** TASK INPUTS **
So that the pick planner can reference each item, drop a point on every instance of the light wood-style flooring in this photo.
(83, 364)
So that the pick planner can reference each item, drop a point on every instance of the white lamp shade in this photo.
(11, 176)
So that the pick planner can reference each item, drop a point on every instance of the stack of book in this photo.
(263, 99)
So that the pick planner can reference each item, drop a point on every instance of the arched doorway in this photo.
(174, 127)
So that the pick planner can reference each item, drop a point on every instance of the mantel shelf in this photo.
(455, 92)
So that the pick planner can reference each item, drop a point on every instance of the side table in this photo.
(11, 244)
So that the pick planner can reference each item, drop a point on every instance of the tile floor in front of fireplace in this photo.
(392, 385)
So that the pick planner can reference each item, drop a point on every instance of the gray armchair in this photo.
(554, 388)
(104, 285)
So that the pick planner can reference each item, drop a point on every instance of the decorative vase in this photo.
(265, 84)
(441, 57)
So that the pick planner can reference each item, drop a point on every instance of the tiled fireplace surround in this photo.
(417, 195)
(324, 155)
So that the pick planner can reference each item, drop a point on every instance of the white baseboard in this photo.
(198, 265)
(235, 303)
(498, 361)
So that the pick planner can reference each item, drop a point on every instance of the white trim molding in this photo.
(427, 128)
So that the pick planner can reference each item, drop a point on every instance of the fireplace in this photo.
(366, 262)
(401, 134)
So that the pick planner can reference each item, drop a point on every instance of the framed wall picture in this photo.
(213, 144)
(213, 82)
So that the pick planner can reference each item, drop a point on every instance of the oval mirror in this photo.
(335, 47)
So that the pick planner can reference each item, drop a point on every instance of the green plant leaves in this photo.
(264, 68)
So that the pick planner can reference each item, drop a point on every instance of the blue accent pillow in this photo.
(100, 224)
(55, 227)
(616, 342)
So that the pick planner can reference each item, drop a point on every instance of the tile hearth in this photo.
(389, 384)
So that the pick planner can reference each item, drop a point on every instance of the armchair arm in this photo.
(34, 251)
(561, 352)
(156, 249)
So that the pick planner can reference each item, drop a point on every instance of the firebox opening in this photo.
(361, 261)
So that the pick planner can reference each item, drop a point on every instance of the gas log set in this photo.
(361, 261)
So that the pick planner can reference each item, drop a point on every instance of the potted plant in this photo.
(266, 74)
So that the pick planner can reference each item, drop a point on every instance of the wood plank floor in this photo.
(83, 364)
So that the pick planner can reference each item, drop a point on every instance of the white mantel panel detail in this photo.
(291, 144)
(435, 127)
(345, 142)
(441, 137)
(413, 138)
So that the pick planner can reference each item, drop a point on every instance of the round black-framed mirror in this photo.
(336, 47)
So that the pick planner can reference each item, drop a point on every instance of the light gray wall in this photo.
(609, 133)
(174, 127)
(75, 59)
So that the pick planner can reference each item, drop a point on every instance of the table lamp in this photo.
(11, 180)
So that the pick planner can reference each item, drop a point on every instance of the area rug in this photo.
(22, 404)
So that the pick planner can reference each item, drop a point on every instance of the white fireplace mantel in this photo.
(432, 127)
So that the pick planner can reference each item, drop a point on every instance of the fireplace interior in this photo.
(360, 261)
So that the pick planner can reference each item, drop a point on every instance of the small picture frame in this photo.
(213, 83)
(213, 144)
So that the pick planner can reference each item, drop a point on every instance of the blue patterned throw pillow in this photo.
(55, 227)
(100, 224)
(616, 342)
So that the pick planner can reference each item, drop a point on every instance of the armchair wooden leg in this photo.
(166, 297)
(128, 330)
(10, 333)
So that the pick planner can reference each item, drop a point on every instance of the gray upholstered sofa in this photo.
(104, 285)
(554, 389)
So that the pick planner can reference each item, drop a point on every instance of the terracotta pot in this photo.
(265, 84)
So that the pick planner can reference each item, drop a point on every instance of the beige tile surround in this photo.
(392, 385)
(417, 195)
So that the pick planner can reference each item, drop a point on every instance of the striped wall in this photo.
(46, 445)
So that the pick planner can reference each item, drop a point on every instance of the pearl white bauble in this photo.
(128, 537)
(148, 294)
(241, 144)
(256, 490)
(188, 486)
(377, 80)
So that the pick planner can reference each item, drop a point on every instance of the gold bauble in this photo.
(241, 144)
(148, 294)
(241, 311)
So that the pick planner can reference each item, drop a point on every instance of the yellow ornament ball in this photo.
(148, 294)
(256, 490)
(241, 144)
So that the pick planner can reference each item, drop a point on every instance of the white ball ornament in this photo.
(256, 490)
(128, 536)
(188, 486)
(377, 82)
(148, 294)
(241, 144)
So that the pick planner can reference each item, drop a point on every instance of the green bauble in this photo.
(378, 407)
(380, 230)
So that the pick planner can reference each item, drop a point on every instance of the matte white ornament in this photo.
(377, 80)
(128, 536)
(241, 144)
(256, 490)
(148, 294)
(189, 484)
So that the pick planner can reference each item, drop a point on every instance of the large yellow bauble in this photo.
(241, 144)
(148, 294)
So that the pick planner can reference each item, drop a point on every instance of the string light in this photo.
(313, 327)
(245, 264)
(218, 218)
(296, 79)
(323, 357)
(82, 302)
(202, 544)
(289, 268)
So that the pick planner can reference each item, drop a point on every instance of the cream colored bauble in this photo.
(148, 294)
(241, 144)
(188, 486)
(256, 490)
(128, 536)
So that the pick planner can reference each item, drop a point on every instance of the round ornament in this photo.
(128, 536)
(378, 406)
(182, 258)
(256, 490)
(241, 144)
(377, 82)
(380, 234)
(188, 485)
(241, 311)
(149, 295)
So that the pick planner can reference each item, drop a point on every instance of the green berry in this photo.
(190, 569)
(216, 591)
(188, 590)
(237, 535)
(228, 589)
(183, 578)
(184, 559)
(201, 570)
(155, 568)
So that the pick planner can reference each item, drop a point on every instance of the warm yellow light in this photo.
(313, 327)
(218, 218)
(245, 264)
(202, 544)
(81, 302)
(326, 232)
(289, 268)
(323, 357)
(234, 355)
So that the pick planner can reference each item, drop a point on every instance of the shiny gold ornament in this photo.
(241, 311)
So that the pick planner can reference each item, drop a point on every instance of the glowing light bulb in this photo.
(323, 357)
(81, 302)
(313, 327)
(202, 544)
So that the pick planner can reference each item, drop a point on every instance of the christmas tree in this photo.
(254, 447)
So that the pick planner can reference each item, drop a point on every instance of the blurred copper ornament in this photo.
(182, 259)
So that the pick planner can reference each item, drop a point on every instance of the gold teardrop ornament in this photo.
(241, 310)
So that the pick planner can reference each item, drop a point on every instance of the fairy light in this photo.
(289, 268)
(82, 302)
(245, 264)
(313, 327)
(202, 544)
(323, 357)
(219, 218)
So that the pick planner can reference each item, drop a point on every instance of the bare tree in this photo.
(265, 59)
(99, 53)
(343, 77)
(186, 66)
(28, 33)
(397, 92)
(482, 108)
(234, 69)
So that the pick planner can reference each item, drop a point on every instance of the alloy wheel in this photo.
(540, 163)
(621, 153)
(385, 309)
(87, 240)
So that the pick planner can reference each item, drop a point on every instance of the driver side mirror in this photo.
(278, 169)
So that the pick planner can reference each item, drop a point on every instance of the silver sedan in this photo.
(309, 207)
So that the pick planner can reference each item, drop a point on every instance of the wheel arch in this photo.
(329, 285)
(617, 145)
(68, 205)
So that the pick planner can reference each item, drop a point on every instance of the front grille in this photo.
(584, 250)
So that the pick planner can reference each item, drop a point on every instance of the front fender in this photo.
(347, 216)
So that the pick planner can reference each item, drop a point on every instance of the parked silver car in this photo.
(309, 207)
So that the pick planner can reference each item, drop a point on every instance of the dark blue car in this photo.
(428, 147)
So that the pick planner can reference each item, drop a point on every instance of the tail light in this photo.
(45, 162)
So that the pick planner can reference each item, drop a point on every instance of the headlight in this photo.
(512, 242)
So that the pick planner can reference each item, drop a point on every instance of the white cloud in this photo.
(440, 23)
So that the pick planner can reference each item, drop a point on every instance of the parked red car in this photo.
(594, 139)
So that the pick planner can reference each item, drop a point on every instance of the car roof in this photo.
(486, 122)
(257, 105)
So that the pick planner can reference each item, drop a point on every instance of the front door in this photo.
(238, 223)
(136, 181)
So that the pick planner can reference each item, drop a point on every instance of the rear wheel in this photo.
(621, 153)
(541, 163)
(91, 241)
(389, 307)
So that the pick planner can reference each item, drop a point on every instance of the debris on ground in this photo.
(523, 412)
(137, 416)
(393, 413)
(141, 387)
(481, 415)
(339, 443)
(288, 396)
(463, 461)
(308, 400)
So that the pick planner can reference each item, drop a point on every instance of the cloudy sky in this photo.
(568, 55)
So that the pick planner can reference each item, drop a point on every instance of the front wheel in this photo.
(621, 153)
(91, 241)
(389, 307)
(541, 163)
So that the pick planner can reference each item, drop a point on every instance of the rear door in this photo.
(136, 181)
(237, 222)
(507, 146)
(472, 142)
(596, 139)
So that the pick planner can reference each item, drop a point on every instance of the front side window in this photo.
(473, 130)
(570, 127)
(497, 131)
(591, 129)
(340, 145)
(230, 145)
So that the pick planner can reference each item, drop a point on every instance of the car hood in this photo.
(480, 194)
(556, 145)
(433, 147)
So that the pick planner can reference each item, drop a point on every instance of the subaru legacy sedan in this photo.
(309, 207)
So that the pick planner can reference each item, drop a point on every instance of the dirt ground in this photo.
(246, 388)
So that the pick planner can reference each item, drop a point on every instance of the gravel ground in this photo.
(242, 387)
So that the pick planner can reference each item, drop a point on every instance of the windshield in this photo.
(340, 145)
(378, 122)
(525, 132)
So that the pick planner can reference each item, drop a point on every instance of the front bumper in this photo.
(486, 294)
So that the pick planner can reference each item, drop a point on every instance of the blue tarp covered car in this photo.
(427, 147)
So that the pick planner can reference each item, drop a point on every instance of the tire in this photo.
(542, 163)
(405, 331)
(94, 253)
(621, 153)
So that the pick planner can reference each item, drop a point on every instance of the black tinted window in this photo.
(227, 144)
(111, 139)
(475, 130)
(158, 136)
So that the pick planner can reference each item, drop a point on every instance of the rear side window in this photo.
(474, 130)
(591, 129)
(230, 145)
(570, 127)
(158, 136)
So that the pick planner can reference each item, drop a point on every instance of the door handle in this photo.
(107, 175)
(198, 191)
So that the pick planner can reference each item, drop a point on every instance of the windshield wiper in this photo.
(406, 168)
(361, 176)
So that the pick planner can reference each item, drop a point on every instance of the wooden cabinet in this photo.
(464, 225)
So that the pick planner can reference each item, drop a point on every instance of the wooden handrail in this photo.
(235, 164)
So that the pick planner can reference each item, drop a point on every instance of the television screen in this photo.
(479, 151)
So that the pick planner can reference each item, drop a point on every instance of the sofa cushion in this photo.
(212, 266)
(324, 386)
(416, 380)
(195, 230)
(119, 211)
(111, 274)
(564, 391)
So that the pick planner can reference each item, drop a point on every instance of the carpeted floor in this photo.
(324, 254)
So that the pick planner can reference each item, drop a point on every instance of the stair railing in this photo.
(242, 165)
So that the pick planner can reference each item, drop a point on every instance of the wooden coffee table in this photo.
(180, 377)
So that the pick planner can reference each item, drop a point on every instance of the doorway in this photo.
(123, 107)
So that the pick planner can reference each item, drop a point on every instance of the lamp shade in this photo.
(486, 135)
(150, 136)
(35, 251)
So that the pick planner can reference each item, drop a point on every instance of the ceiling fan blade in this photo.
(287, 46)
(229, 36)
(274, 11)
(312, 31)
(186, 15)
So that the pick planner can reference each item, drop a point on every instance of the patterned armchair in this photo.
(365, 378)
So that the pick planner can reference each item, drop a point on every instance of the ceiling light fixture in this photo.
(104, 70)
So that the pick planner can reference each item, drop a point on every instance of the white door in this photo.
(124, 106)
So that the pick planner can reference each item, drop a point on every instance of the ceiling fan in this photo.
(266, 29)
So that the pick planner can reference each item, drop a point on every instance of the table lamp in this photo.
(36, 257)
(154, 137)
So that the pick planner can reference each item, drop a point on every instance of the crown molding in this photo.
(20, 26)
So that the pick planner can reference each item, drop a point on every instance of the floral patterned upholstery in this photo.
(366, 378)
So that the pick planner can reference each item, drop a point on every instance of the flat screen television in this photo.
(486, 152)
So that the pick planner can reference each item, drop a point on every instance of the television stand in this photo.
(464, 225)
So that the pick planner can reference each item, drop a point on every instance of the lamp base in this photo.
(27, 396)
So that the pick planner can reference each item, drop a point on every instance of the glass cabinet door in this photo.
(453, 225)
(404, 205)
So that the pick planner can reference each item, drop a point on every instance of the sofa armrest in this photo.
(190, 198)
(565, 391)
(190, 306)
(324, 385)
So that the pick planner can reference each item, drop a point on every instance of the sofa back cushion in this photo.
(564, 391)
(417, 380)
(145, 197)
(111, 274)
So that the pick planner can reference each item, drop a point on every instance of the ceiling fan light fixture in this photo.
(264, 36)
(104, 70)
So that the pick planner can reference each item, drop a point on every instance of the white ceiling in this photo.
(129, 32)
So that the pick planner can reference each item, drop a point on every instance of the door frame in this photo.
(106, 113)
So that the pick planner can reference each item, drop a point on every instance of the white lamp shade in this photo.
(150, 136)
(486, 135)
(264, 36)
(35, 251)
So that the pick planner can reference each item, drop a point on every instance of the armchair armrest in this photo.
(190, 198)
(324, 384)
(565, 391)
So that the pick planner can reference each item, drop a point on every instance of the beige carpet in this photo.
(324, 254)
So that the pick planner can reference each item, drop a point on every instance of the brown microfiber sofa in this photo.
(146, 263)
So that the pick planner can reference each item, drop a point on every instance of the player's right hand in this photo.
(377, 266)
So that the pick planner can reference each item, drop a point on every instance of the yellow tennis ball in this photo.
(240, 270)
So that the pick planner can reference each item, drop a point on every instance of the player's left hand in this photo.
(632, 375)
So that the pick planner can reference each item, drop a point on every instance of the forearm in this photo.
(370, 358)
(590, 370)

** INSTRUCTIONS TO FOLLOW **
Repeat, without changes, every line from the one that contains "stand in this photo." through the final line of the data.

** OUTPUT BELOW **
So that the pick planner can reference each item, drop a point on every instance of the television stand in this photo.
(464, 225)
So that the pick planner can reference each item, drop a point on every instance of the lamp base in this photo.
(27, 396)
So that the pick planner can reference each item, drop a point on every instance of the glass cabinet door in this photo.
(453, 225)
(404, 205)
So that the pick planner can reference each item, drop a point on every instance of the sofa armrest in this photo.
(190, 198)
(565, 391)
(190, 306)
(324, 385)
So that the pick planner can reference each item, drop a point on every instance of the sofa back cushion in this photo.
(564, 391)
(417, 380)
(145, 197)
(111, 274)
So that the pick planner can reference each item, drop a point on every instance of the ceiling fan light fixture in this photo.
(264, 36)
(104, 70)
So that the pick planner can reference each item, drop a point on every instance of the white ceiling in this photo.
(129, 32)
So that the pick planner can reference each item, drop a point on every instance of the door frame in this photo.
(106, 113)
So that the pick planner can reference each item, drop a point on every instance of the white lamp shade in this photo.
(150, 136)
(486, 135)
(264, 36)
(35, 251)
So that the pick planner can reference each item, drop a point on every instance of the armchair armrest in this photo.
(190, 198)
(324, 384)
(565, 391)
So that the pick planner can reference each item, drop a point on every instance of the beige carpet in this photo.
(324, 254)
So that the pick planner can reference each item, drop a point on every instance of the brown microfiber sofa in this photo.
(146, 263)
So that the pick planner can reference each item, drop a point on every instance of the player's right hand in this photo.
(377, 266)
So that the pick planner can reference each item, drop a point on every instance of the yellow tennis ball in this photo.
(240, 270)
So that the pick planner can reference each item, drop a point on every instance of the player's left hand in this photo.
(632, 375)
So that the pick planner can reference each item, drop a point on every instance of the forearm in this photo.
(370, 358)
(590, 370)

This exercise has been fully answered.